What is being asked: Return only this: the line with "Tag the roof" and all the lines that follow it below, through the final one, exactly as they are.

Input data:
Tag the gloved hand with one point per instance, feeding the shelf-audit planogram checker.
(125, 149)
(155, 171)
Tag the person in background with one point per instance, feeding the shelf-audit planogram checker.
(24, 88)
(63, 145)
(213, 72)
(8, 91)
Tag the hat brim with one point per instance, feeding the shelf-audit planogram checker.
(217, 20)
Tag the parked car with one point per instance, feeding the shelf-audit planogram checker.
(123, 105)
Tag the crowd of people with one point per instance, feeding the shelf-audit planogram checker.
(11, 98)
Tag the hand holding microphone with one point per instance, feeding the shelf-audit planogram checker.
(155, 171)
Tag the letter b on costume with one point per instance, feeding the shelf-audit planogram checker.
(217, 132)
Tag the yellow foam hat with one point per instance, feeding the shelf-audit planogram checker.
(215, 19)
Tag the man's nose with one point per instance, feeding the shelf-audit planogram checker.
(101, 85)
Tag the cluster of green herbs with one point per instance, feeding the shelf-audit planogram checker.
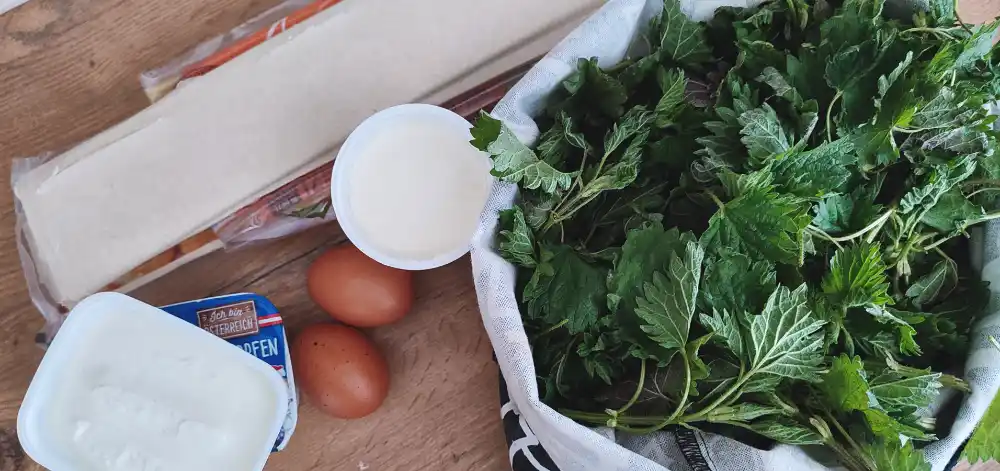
(756, 226)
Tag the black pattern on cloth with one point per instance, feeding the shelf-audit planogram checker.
(526, 454)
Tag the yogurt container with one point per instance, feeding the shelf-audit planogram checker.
(251, 322)
(127, 387)
(408, 188)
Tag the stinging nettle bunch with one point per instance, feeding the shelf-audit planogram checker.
(756, 226)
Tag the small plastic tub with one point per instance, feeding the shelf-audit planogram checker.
(408, 188)
(125, 386)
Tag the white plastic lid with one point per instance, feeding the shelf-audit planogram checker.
(126, 386)
(384, 206)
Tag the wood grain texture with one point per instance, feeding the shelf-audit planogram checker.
(68, 69)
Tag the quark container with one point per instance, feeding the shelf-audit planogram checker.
(126, 386)
(252, 323)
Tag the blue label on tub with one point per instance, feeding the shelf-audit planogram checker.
(252, 323)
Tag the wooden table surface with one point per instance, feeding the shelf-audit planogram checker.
(68, 69)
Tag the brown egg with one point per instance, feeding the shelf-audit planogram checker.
(357, 290)
(339, 370)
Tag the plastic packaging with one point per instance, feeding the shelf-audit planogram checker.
(122, 369)
(252, 323)
(297, 206)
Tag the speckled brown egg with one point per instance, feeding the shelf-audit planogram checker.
(339, 370)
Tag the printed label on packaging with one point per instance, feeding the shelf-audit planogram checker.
(251, 322)
(234, 320)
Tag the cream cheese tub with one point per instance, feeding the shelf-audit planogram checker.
(408, 188)
(126, 386)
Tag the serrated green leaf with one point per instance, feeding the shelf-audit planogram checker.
(670, 301)
(984, 445)
(682, 39)
(565, 287)
(886, 82)
(773, 78)
(555, 145)
(891, 455)
(674, 87)
(833, 214)
(538, 208)
(727, 330)
(942, 12)
(516, 243)
(735, 283)
(888, 428)
(647, 249)
(857, 277)
(785, 339)
(816, 172)
(977, 46)
(845, 386)
(934, 286)
(763, 134)
(514, 162)
(762, 223)
(622, 173)
(634, 123)
(744, 412)
(953, 213)
(637, 72)
(592, 91)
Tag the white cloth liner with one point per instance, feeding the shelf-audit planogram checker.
(608, 35)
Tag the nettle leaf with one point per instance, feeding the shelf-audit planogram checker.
(774, 79)
(762, 223)
(591, 88)
(682, 39)
(892, 455)
(555, 144)
(623, 173)
(787, 431)
(875, 146)
(833, 214)
(763, 134)
(516, 242)
(785, 339)
(815, 172)
(634, 123)
(635, 73)
(977, 46)
(670, 301)
(888, 428)
(733, 282)
(727, 330)
(847, 66)
(647, 249)
(674, 87)
(565, 287)
(934, 286)
(514, 162)
(943, 12)
(953, 213)
(845, 386)
(941, 112)
(905, 394)
(857, 277)
(906, 333)
(538, 207)
(937, 184)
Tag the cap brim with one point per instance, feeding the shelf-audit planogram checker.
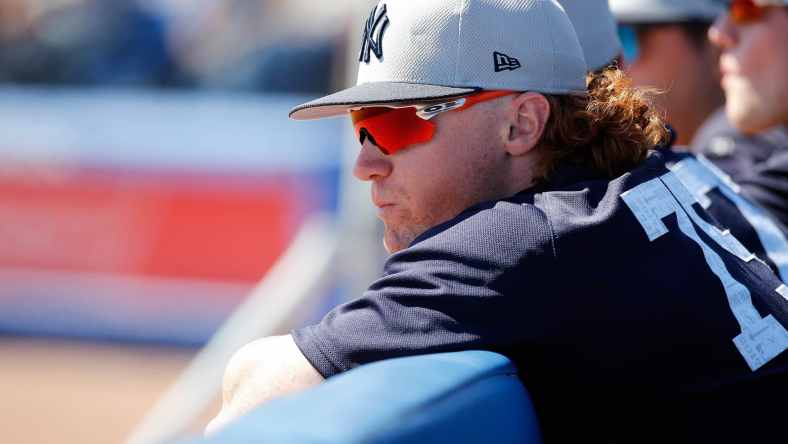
(375, 94)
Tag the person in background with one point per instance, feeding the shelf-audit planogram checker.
(753, 37)
(666, 47)
(596, 29)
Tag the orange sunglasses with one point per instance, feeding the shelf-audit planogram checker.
(748, 11)
(394, 129)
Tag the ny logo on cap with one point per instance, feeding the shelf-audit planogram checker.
(505, 63)
(372, 41)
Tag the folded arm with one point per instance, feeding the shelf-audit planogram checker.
(260, 371)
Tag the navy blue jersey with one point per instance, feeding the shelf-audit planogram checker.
(613, 297)
(758, 163)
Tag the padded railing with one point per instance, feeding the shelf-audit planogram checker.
(453, 398)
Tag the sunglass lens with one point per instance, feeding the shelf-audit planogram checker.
(629, 41)
(744, 11)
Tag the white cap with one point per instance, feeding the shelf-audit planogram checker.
(596, 29)
(426, 50)
(666, 11)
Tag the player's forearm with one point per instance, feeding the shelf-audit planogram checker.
(260, 371)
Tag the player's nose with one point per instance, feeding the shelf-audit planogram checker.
(723, 32)
(371, 163)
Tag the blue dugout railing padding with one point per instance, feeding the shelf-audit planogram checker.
(452, 398)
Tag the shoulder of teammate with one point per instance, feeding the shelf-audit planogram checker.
(737, 154)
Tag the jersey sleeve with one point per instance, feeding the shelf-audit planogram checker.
(463, 285)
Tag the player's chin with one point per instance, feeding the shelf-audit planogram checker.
(394, 241)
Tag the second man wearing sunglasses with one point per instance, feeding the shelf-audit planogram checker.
(530, 213)
(753, 37)
(666, 47)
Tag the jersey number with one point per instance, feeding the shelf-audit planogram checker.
(761, 339)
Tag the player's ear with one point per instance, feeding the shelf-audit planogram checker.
(527, 117)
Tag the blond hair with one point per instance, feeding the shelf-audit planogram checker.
(610, 130)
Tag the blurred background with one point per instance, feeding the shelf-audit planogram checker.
(149, 179)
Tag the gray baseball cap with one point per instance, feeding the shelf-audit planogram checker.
(426, 50)
(666, 11)
(596, 28)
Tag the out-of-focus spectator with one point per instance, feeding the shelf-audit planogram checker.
(753, 36)
(271, 45)
(83, 42)
(666, 47)
(252, 45)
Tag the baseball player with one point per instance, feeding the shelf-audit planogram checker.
(668, 49)
(530, 212)
(753, 36)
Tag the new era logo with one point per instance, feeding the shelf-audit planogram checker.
(505, 63)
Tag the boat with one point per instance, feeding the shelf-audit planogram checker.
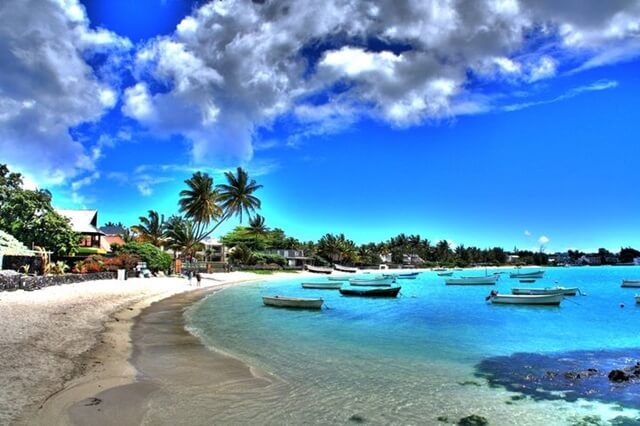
(293, 302)
(527, 299)
(371, 292)
(535, 274)
(345, 268)
(567, 291)
(372, 281)
(488, 280)
(339, 278)
(322, 286)
(319, 269)
(630, 283)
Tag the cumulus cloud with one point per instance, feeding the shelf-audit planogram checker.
(235, 66)
(46, 86)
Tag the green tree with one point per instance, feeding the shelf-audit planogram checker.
(30, 218)
(151, 228)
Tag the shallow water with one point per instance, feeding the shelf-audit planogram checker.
(413, 359)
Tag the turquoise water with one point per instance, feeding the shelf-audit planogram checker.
(414, 358)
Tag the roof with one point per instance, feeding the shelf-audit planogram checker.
(82, 221)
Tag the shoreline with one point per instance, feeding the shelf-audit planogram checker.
(78, 337)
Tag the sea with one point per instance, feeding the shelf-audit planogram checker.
(436, 354)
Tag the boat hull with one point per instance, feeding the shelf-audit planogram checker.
(566, 291)
(537, 299)
(322, 286)
(292, 302)
(372, 292)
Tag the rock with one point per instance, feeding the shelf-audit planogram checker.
(618, 376)
(473, 420)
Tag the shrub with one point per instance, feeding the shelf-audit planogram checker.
(156, 259)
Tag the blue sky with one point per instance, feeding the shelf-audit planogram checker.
(506, 123)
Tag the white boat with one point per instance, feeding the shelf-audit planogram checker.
(319, 269)
(322, 286)
(630, 283)
(488, 280)
(372, 281)
(566, 291)
(293, 302)
(534, 274)
(527, 299)
(339, 278)
(345, 268)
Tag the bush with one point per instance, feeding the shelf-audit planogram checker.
(156, 259)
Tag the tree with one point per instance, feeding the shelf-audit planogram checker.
(236, 196)
(151, 229)
(29, 216)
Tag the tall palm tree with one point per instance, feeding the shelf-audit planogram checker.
(236, 196)
(151, 228)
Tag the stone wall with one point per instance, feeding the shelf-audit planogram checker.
(36, 264)
(30, 282)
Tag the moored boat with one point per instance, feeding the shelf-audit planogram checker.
(488, 280)
(322, 286)
(534, 274)
(293, 302)
(527, 299)
(345, 268)
(567, 291)
(371, 292)
(319, 269)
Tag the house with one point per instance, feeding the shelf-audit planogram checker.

Solution for this problem:
Tag the roof with one point per instance, feeding the shelf-audit planogram checker.
(82, 221)
Tag the shoreline with one point per instance, feeding the shelf-audit planogram checker.
(78, 337)
Tag the sea with one point per instance, feeding the shelf-audit planogram checker.
(436, 354)
Tag the boat hull with one point per instance, feeding the shelf-audit planogram checker.
(566, 291)
(537, 299)
(322, 286)
(292, 302)
(372, 292)
Tag the rock with one point per instance, feeding the shelf-audit planogram checker.
(618, 376)
(473, 420)
Tag the shrub with one point per instance, feeding the shelf-audit planogram checker.
(156, 259)
Tag the blue sky with one point per instance, feeding the shelf-audit planogram checker.
(506, 123)
Tag the white boat with one point per instance, feeding the shelf-audit planogram checker.
(319, 269)
(322, 286)
(630, 283)
(488, 280)
(372, 281)
(566, 291)
(293, 302)
(534, 274)
(527, 299)
(339, 278)
(345, 268)
Tag the bush with one point per instance, feeding the shelf-audit planogram checker.
(156, 259)
Tag the tree with one point per instance, feeding the shelf-audit planogram checker.
(236, 196)
(151, 229)
(29, 216)
Tag the tall palm tree with one point per instance, feeding the shelf-audit planogram checker.
(236, 196)
(151, 228)
Tag the stone wall with one point per instance, feeding the shelf-audit planogram checker.
(36, 264)
(30, 282)
Tag the moored boat with one point per instance, feeding the shelf-audit planogram checker.
(488, 280)
(322, 286)
(534, 274)
(293, 302)
(527, 299)
(345, 268)
(567, 291)
(371, 292)
(319, 269)
Tag the house with one point per instance, feeding the shelf-audit planogram checker.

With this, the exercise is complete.